** Extracted records **

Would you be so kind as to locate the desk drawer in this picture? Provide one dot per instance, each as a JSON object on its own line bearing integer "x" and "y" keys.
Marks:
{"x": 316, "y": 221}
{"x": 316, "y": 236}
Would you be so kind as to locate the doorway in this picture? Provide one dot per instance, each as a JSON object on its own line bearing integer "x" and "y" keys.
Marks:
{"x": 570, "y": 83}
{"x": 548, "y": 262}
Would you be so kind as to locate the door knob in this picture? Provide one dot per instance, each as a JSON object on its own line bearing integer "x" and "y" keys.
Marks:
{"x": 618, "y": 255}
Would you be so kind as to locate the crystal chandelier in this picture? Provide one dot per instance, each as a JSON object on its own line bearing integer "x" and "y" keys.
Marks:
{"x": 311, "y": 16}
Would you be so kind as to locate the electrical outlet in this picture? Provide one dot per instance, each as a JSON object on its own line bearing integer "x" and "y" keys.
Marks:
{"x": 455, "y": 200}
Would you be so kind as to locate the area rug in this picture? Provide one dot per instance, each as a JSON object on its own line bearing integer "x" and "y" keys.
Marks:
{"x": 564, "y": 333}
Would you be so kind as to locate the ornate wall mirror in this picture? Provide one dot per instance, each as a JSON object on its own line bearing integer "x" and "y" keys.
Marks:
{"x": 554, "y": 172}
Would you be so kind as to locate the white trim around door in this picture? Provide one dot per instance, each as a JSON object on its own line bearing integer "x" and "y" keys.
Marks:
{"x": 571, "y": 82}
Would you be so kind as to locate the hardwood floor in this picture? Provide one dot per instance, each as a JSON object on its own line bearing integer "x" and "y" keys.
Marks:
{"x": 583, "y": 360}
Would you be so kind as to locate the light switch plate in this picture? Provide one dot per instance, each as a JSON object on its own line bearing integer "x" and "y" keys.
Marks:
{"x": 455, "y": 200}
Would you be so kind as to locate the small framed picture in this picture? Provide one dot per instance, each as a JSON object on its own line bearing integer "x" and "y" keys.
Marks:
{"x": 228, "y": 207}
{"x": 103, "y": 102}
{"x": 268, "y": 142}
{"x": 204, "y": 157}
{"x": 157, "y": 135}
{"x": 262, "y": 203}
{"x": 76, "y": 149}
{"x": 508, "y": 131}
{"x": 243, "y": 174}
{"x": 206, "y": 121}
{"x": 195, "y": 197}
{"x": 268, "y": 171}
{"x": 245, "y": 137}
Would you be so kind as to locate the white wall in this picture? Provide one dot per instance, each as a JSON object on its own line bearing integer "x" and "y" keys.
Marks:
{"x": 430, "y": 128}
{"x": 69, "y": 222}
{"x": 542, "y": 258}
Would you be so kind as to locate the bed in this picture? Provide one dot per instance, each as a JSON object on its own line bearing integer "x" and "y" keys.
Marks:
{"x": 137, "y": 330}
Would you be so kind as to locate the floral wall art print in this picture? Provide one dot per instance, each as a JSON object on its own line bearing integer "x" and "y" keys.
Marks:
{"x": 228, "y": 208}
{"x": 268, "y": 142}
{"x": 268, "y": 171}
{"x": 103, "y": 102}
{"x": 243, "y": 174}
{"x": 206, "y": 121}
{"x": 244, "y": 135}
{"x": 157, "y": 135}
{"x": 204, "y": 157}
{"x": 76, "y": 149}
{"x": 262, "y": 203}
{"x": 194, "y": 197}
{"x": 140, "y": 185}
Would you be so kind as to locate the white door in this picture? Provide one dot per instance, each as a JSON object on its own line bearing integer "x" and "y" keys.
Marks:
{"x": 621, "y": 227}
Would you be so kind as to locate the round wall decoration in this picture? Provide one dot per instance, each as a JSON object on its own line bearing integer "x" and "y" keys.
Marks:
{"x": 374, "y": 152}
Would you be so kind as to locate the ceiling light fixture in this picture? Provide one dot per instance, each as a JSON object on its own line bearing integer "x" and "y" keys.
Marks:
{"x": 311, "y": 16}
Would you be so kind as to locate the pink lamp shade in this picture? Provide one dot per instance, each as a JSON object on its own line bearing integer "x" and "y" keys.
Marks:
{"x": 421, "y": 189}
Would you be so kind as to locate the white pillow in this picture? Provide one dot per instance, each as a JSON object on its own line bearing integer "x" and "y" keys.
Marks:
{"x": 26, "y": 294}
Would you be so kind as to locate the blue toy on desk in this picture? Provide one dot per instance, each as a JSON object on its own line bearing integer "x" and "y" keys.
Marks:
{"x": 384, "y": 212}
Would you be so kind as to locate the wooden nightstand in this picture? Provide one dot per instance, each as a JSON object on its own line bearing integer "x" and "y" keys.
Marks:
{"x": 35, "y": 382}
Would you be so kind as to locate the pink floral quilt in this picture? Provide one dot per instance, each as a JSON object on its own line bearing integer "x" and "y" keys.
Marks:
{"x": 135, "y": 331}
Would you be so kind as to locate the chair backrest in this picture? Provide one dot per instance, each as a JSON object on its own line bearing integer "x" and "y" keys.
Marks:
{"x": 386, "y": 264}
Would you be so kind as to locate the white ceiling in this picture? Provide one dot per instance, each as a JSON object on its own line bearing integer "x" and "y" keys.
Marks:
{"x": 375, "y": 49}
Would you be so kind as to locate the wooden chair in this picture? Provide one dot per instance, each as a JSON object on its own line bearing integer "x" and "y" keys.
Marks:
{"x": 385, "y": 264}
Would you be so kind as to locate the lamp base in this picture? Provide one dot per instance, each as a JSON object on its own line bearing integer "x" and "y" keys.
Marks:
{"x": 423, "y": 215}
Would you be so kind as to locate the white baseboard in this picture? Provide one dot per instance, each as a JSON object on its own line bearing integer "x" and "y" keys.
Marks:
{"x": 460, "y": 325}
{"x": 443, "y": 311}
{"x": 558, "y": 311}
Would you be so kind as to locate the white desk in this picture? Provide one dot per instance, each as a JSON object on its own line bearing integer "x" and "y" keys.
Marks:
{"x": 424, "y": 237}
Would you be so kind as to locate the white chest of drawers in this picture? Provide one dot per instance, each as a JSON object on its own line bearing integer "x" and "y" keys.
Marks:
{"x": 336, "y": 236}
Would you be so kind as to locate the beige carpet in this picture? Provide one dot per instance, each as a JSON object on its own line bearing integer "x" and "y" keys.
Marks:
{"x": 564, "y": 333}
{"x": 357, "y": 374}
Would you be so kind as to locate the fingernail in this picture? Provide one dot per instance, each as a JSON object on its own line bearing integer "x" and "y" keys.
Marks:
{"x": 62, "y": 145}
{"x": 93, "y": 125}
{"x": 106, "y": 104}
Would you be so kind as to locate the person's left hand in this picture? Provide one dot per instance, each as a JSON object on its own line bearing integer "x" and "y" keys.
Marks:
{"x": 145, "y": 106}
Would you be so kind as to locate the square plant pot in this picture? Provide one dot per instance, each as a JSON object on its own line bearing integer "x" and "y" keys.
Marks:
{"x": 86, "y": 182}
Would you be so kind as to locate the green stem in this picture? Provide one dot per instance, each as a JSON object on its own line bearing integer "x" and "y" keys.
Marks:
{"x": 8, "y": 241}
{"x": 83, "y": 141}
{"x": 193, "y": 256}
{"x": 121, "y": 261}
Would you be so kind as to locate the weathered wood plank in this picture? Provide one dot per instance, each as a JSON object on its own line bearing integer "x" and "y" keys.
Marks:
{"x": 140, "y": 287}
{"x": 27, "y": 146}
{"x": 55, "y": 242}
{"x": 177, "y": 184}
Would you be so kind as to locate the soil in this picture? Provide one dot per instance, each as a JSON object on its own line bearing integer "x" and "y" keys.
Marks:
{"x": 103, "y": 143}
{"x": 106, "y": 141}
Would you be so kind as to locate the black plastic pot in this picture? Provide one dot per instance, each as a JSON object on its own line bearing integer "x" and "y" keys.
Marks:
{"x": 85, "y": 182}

** What needs to be done **
Find the string "desk" in the material above, and report every line where it occurs.

** Written answer **
Would you be so kind as to locate the desk drawer in this picture? Provide one dot per instance, each as a JSON object on its own line bearing integer "x" and "y" keys.
Would you be so kind as to locate the blue toy on desk in this picture? Provide one dot per instance, each as a JSON object on its own line bearing integer "x" and "y" keys.
Would you be so kind as to locate the white desk in this picture? Provide one dot per instance, each as a JSON object on its own line bearing integer "x" and "y" keys.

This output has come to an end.